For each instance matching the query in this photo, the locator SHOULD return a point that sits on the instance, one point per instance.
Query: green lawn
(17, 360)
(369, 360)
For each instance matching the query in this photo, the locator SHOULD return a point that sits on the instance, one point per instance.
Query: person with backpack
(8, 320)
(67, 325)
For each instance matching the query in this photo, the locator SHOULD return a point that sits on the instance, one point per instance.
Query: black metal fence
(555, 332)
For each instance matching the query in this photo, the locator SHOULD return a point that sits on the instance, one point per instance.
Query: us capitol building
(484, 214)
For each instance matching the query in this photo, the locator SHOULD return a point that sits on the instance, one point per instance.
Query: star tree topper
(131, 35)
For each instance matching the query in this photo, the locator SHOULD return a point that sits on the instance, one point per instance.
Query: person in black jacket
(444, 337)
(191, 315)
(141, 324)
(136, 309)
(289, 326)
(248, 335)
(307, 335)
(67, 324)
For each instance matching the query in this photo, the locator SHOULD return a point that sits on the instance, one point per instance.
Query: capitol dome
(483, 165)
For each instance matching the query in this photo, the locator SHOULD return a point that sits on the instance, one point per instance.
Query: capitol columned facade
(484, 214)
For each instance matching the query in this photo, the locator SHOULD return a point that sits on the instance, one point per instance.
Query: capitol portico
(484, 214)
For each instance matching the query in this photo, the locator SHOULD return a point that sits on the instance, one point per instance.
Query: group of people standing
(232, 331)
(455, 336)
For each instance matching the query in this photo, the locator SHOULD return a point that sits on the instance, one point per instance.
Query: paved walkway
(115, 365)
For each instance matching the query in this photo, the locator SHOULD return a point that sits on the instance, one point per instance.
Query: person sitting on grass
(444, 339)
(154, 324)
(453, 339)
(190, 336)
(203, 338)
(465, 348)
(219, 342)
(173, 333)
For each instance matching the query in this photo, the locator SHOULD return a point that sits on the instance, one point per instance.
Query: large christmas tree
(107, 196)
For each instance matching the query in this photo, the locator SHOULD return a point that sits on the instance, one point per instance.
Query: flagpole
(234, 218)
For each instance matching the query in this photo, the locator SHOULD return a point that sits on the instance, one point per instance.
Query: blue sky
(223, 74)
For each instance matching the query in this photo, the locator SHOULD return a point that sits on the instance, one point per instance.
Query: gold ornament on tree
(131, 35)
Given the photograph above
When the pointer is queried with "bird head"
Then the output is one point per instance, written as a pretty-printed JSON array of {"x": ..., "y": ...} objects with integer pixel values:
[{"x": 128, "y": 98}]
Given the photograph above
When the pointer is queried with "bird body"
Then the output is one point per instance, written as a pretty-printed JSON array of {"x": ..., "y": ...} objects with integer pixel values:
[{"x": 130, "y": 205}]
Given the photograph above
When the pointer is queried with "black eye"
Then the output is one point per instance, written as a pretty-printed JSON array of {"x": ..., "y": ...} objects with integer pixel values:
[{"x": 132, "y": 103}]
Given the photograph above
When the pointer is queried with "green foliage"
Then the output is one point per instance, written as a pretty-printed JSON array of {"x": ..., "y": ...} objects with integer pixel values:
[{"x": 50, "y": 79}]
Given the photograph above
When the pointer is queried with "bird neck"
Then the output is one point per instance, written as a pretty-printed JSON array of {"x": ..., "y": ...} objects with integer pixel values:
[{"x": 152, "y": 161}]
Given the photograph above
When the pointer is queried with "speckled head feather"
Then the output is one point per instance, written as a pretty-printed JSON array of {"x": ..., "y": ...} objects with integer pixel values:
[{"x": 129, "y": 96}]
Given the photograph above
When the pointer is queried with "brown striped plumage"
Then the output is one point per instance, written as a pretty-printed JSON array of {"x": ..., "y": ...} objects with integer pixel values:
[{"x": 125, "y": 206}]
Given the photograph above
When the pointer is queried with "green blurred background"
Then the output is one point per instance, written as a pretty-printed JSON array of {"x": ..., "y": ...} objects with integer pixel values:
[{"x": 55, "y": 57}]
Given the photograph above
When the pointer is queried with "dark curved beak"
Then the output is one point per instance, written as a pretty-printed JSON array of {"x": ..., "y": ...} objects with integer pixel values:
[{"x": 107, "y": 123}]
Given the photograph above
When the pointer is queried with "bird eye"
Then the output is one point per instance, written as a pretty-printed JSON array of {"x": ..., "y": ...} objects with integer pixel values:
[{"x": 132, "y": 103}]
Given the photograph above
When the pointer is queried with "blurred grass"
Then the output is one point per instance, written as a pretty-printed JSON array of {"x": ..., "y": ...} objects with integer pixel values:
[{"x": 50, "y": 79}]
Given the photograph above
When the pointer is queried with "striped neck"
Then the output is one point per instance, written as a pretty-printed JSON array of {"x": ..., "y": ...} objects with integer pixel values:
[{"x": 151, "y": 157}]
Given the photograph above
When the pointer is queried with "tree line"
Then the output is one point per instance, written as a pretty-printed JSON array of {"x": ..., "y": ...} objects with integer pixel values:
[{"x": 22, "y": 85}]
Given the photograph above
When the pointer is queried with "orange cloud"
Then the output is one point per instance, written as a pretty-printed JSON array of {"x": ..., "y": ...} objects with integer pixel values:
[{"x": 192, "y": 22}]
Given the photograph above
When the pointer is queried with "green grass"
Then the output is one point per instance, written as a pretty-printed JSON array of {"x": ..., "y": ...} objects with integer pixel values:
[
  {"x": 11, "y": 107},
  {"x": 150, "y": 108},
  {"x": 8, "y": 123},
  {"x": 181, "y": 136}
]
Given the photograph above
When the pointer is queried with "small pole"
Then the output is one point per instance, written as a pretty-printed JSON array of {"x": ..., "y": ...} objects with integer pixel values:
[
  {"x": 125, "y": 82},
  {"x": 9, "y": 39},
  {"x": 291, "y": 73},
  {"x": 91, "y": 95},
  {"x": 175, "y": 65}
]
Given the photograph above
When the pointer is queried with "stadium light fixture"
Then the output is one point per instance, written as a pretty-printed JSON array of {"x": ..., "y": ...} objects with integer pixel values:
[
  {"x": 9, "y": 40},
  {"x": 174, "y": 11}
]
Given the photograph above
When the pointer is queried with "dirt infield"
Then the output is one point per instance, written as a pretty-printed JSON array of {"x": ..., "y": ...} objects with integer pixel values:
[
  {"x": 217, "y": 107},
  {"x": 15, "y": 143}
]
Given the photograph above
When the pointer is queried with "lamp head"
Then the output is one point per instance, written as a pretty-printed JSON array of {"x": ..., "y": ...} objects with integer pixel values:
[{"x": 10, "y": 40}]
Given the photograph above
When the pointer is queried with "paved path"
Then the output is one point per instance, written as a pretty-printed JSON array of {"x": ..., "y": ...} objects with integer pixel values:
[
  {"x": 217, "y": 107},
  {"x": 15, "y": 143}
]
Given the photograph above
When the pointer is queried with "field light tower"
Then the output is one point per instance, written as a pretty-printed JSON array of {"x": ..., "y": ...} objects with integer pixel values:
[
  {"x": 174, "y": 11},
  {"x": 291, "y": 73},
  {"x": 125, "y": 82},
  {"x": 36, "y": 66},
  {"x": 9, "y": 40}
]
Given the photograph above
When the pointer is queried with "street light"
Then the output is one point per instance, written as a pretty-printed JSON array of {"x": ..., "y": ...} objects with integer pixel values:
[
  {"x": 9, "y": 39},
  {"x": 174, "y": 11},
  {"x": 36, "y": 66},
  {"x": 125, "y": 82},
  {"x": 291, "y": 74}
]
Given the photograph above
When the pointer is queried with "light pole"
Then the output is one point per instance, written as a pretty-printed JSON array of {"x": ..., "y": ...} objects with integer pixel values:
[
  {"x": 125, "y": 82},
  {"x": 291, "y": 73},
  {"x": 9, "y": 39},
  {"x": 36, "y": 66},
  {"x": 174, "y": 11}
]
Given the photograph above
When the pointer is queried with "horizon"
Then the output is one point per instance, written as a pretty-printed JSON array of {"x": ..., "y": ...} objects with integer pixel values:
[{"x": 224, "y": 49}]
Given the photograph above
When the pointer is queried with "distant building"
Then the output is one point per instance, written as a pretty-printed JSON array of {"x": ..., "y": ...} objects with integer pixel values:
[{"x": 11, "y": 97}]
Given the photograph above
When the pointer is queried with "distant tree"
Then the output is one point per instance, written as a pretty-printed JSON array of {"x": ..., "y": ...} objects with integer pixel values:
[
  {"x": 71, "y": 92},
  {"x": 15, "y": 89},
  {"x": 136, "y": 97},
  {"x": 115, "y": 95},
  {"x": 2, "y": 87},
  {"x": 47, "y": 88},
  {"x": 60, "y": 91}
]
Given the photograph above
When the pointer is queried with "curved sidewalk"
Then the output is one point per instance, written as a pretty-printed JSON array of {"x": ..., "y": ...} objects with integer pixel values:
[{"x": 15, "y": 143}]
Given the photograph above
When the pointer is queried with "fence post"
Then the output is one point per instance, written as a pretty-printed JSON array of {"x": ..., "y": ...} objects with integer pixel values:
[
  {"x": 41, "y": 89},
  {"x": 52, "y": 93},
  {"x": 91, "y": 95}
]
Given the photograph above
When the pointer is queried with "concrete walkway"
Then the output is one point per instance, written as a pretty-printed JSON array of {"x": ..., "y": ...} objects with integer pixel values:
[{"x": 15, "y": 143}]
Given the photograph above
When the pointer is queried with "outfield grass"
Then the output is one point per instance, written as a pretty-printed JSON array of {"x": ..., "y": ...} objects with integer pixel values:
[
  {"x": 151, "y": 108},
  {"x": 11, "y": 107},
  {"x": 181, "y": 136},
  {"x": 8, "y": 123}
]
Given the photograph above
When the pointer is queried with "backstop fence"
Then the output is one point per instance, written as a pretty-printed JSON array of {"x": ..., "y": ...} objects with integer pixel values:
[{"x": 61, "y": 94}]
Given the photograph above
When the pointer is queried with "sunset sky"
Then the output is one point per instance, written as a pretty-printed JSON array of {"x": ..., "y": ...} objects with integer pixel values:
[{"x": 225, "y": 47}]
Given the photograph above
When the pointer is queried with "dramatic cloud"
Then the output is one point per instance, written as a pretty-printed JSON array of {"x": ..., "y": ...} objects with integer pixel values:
◆ ◆ ◆ ◆ ◆
Now copy each line of the entries that mentions "head".

When the pointer is queried with "bird head"
When the pointer is queried with "speckled head feather"
When the pointer is queried with "lamp head"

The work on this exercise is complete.